- [What you have to do] Find every line below that contains the word "patterned", matching case, and copy each of those lines in full.

►

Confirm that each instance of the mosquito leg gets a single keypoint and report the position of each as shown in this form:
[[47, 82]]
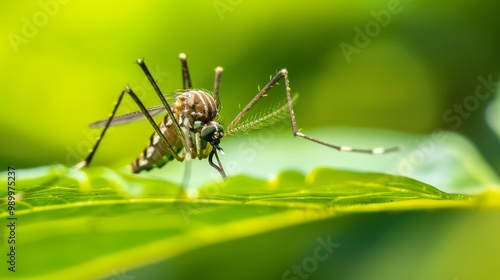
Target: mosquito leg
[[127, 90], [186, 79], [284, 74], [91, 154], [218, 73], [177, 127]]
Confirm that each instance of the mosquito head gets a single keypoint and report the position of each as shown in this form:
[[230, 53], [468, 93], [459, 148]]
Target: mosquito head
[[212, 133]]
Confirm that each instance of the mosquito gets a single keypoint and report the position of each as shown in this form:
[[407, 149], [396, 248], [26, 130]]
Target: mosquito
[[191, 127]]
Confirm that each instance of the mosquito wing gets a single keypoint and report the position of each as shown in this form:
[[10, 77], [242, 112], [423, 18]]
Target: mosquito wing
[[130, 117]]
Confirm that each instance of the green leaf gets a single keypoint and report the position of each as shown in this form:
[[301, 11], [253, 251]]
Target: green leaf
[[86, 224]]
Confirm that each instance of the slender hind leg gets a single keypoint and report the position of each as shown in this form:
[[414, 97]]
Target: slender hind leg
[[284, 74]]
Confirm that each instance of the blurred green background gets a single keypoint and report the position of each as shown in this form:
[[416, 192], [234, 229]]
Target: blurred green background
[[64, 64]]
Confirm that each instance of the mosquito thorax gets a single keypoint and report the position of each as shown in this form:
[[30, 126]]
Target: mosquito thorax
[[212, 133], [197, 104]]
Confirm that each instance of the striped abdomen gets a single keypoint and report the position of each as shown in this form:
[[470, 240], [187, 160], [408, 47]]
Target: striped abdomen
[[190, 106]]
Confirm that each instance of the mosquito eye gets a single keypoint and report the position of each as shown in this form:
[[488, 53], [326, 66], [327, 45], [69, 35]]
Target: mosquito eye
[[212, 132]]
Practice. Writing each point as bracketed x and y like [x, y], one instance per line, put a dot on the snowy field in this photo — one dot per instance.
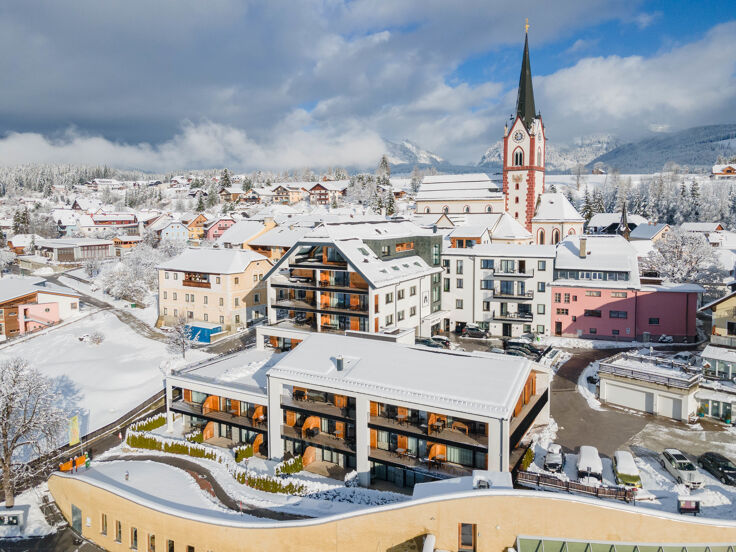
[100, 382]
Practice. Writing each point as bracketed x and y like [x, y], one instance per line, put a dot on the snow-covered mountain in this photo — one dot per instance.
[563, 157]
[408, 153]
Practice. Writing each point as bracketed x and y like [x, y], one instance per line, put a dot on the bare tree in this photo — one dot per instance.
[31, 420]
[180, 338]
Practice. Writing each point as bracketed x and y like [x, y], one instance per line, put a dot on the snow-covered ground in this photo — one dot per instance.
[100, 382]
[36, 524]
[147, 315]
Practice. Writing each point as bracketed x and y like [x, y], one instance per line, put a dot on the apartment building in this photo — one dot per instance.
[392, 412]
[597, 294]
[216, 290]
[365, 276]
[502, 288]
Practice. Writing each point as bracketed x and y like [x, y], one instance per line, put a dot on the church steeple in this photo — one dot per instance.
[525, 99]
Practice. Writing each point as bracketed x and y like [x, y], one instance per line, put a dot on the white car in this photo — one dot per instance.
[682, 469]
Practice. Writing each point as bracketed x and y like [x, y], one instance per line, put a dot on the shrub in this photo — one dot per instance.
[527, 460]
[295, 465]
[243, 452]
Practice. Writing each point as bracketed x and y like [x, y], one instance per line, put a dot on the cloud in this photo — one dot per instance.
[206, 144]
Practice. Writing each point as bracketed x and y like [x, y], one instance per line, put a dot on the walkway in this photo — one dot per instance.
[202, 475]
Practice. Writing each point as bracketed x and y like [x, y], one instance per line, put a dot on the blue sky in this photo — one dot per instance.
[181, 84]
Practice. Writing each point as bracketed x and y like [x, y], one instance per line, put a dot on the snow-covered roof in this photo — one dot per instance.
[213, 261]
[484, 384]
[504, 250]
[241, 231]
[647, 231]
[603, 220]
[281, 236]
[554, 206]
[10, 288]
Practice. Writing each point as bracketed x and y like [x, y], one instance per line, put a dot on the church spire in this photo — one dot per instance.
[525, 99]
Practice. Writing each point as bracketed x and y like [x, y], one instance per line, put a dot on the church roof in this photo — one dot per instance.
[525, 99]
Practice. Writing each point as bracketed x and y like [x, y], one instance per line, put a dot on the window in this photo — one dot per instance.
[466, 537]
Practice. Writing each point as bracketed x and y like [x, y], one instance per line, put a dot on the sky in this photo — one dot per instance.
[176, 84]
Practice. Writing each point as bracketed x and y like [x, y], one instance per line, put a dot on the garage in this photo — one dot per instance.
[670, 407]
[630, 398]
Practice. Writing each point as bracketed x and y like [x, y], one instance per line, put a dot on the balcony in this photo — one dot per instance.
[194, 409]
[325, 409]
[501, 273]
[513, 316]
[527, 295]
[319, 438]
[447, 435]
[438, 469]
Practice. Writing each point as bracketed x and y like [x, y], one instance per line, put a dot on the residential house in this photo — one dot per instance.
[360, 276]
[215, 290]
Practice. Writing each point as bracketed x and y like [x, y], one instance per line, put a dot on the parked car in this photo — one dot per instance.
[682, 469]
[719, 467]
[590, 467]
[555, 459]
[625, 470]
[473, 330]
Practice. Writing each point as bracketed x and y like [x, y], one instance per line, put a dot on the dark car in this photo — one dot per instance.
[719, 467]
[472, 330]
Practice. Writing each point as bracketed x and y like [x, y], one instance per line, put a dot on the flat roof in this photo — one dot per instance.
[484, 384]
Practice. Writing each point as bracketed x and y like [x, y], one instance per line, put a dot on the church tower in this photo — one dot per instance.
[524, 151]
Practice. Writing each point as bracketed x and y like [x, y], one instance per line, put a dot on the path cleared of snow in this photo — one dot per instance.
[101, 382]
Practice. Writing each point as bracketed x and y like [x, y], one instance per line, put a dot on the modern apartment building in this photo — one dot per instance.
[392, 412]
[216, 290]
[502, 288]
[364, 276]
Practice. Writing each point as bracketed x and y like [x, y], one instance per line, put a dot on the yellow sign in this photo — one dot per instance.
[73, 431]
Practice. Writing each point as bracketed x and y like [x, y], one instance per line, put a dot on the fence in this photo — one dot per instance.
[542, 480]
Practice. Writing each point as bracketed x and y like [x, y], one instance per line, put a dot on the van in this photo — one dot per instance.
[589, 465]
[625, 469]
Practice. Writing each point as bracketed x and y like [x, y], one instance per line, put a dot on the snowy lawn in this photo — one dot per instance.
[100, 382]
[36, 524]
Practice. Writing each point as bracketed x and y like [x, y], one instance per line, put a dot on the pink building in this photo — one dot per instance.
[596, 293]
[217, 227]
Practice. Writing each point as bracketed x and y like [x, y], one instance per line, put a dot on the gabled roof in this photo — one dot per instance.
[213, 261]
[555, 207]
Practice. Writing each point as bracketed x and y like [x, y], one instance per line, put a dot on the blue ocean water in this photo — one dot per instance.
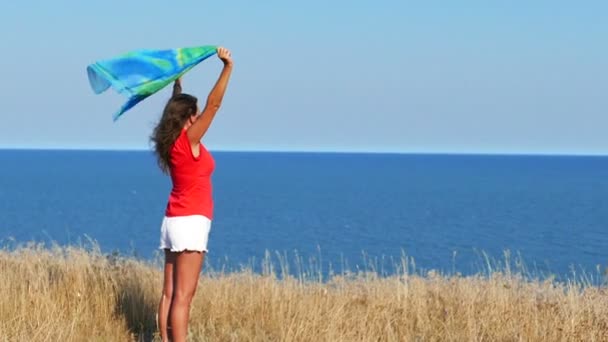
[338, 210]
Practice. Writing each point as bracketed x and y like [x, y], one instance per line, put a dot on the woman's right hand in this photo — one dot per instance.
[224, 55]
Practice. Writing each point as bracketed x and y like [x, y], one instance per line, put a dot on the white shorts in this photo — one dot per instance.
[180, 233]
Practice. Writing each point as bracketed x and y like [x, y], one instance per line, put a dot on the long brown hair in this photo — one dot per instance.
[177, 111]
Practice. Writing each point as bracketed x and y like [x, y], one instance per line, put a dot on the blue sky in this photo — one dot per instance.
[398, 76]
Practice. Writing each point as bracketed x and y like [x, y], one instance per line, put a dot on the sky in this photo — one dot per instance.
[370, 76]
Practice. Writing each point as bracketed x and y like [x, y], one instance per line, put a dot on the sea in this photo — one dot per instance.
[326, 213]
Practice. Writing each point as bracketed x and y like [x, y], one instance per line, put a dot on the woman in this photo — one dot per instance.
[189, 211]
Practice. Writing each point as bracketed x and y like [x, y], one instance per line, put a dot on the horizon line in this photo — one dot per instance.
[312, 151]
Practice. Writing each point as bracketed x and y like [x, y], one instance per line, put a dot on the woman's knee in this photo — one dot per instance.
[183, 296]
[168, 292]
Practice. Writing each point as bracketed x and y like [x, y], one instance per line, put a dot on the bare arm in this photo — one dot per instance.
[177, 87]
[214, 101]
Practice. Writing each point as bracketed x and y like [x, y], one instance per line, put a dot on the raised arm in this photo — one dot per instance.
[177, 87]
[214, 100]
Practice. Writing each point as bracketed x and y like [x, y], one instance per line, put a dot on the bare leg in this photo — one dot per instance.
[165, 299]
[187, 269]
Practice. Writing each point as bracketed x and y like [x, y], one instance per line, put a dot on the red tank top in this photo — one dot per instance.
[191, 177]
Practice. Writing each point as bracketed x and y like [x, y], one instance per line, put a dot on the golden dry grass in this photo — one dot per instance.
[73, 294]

◄
►

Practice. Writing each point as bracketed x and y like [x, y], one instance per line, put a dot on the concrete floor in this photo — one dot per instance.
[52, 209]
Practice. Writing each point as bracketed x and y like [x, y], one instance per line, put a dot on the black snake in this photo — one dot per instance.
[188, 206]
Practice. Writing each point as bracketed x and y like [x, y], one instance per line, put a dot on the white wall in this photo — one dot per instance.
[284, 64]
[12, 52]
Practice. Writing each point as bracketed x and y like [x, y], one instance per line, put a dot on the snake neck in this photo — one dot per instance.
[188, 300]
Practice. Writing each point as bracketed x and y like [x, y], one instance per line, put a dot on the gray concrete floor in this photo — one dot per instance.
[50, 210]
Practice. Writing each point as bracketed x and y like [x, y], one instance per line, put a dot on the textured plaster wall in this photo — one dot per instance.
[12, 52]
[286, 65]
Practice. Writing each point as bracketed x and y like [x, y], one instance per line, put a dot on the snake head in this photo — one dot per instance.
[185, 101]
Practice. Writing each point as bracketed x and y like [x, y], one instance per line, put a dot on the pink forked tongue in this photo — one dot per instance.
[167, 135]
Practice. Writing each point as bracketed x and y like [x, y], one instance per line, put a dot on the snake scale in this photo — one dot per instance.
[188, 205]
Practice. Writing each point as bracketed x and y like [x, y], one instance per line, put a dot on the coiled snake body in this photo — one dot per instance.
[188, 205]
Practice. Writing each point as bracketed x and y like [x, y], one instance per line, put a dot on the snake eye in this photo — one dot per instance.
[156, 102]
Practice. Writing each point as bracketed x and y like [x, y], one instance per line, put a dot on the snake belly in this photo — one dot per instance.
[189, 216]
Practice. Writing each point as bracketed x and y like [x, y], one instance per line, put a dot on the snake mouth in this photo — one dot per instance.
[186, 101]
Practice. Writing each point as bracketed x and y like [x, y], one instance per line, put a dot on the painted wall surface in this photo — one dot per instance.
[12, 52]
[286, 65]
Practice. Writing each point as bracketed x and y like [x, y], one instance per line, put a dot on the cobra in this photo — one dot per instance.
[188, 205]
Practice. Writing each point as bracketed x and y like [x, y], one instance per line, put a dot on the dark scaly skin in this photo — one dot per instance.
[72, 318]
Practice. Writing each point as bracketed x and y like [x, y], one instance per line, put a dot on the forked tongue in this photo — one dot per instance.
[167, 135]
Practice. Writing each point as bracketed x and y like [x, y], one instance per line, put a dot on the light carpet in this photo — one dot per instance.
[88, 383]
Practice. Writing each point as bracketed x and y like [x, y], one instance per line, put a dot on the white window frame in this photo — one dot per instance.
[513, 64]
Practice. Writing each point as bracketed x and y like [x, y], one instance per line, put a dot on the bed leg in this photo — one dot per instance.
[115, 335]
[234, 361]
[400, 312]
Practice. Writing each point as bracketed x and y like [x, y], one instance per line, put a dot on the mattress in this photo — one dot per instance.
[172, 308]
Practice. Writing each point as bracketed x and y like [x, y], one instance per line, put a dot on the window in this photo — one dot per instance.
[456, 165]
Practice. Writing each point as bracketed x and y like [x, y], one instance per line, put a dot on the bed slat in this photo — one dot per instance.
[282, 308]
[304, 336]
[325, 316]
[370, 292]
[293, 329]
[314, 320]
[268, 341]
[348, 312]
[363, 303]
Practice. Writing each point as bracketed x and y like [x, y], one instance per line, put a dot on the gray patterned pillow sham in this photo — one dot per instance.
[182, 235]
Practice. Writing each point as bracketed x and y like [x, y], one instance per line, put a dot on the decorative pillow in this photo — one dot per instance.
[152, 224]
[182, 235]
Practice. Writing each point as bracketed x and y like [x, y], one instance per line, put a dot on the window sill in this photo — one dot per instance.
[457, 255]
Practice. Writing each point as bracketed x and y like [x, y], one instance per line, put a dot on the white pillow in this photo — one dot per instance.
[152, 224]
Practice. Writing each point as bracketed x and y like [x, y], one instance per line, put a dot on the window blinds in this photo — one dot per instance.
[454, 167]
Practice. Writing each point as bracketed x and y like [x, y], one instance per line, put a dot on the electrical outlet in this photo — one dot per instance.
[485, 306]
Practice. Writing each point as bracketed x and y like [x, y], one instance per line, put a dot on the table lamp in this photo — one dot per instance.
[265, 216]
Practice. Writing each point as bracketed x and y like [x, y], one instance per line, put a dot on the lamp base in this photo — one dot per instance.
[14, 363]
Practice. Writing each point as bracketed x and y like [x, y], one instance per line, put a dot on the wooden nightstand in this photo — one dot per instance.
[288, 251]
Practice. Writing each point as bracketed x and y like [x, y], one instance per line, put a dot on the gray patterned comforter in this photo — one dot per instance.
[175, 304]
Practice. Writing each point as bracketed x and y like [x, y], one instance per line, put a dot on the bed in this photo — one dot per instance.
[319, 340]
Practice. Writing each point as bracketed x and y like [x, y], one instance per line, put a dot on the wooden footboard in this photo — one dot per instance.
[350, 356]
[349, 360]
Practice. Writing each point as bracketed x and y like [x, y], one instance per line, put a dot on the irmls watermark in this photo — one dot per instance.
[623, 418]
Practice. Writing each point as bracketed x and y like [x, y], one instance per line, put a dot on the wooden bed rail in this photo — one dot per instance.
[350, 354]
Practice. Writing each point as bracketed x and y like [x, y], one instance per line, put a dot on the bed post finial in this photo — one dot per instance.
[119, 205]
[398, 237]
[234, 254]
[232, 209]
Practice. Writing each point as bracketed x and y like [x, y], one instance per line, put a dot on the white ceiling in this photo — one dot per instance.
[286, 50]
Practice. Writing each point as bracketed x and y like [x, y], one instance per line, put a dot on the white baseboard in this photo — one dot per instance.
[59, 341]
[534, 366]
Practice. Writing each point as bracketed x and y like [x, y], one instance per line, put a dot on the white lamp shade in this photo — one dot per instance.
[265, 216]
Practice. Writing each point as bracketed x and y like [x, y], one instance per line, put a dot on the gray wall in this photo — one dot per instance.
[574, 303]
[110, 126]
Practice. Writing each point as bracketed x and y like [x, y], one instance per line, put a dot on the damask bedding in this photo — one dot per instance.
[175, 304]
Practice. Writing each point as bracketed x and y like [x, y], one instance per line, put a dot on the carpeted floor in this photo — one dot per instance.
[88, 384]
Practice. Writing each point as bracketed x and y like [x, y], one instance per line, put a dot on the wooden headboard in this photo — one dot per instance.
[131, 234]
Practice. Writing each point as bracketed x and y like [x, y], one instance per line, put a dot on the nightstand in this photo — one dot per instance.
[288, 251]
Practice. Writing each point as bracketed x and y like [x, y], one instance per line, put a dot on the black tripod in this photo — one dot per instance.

◄

- [Task output]
Practice. Writing each point as bracketed x and y like [x, y], one instance per line, put a dot on the gray patterned pillow sham in this photo — one dot per instance.
Practice. Writing each point as bracketed x and y like [x, y], one instance per line, put a dot on the gray patterned comforter in this photo — one dot per instance.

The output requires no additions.